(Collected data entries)

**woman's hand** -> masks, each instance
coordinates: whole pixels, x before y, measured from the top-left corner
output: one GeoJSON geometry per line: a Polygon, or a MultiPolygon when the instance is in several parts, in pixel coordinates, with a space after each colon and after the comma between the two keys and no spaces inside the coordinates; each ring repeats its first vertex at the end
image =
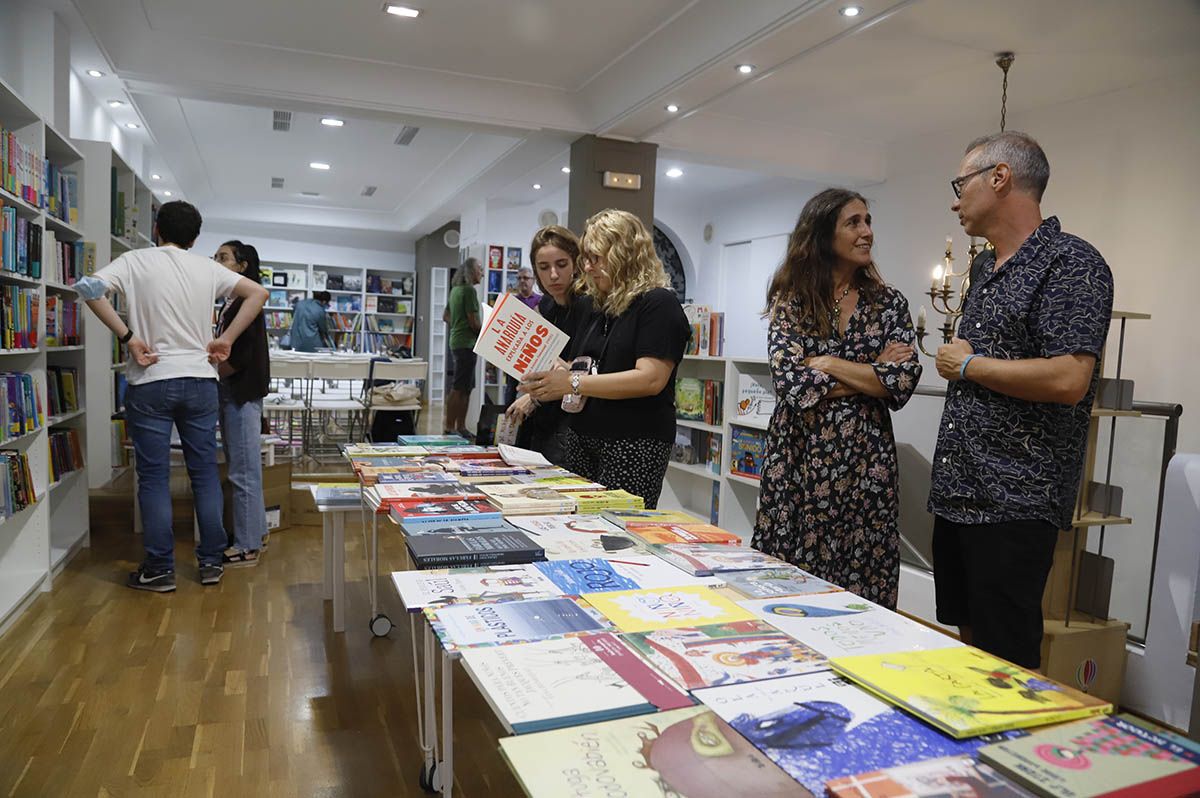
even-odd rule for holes
{"type": "Polygon", "coordinates": [[[804,358],[804,365],[810,369],[816,369],[832,376],[839,359],[833,355],[813,355],[812,357],[804,358]]]}
{"type": "Polygon", "coordinates": [[[825,396],[822,397],[822,401],[825,399],[841,399],[846,396],[854,396],[856,393],[858,393],[858,391],[854,390],[849,385],[839,382],[837,385],[825,392],[825,396]]]}
{"type": "Polygon", "coordinates": [[[556,368],[527,374],[517,390],[539,402],[555,402],[571,392],[571,372],[556,368]]]}
{"type": "Polygon", "coordinates": [[[529,394],[521,394],[508,406],[504,415],[513,421],[524,421],[534,410],[537,410],[537,400],[529,394]]]}
{"type": "Polygon", "coordinates": [[[905,363],[912,360],[913,348],[900,341],[889,341],[888,345],[875,358],[876,363],[905,363]]]}

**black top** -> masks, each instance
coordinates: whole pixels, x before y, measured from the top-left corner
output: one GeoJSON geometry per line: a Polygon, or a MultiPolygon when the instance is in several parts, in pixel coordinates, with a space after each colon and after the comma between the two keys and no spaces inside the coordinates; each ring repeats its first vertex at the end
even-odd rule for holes
{"type": "Polygon", "coordinates": [[[563,360],[570,363],[578,354],[580,336],[587,332],[588,323],[595,314],[592,298],[585,294],[575,297],[568,305],[560,305],[547,294],[538,303],[537,312],[542,314],[546,321],[571,336],[571,340],[567,342],[566,348],[560,355],[563,360]]]}
{"type": "MultiPolygon", "coordinates": [[[[225,306],[217,326],[218,335],[233,321],[241,307],[240,297],[225,306]]],[[[221,381],[229,389],[233,401],[243,404],[267,395],[271,381],[271,359],[267,352],[267,322],[262,313],[255,316],[250,326],[233,342],[228,363],[234,372],[221,381]]]]}
{"type": "Polygon", "coordinates": [[[691,328],[679,299],[667,288],[647,291],[615,318],[595,314],[580,333],[578,354],[599,358],[600,374],[629,371],[641,357],[669,360],[675,365],[667,384],[654,396],[588,397],[583,411],[571,420],[572,428],[595,438],[674,441],[675,370],[683,359],[689,337],[691,328]]]}

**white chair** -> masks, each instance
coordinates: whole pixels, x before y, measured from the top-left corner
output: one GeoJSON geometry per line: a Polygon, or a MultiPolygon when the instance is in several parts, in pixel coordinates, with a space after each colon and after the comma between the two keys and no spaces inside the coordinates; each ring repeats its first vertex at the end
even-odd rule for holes
{"type": "Polygon", "coordinates": [[[374,385],[376,381],[421,383],[426,379],[428,371],[429,364],[424,360],[372,360],[370,367],[367,369],[367,381],[363,384],[364,423],[367,429],[370,429],[371,422],[373,421],[372,414],[377,410],[386,410],[389,412],[412,411],[413,426],[415,428],[417,417],[424,407],[424,392],[421,391],[418,393],[416,399],[393,401],[381,396],[381,392],[375,390],[374,385]]]}
{"type": "MultiPolygon", "coordinates": [[[[360,421],[363,416],[363,403],[355,396],[355,383],[361,383],[367,378],[370,371],[370,361],[358,357],[320,357],[312,361],[309,389],[308,389],[308,407],[310,419],[317,419],[317,429],[321,432],[325,431],[326,422],[338,413],[346,413],[349,415],[349,424],[347,430],[347,440],[353,441],[355,422],[360,421]],[[330,393],[325,391],[326,383],[334,382],[334,390],[330,393]],[[349,385],[342,393],[341,383],[348,382],[349,385]],[[318,393],[317,385],[320,384],[321,390],[318,393]]],[[[306,453],[313,454],[319,448],[316,444],[320,441],[316,437],[320,433],[314,433],[314,423],[310,420],[308,424],[308,433],[305,436],[307,439],[306,453]]]]}
{"type": "Polygon", "coordinates": [[[308,429],[308,393],[310,383],[312,381],[312,362],[310,360],[302,360],[294,357],[280,356],[279,353],[272,353],[271,357],[271,381],[276,384],[287,380],[289,382],[286,392],[273,390],[263,399],[263,415],[267,419],[282,417],[287,422],[286,446],[291,459],[295,459],[296,440],[295,416],[300,414],[300,446],[303,450],[306,447],[305,435],[308,429]],[[298,389],[298,390],[297,390],[298,389]]]}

● **Prompt**: Within the entries above, find every line where the string "masks" occurs, and copy it.

● **Solution to this task**:
**woman's hand** -> masks, each instance
**black top** -> masks, each instance
**white chair** -> masks, each instance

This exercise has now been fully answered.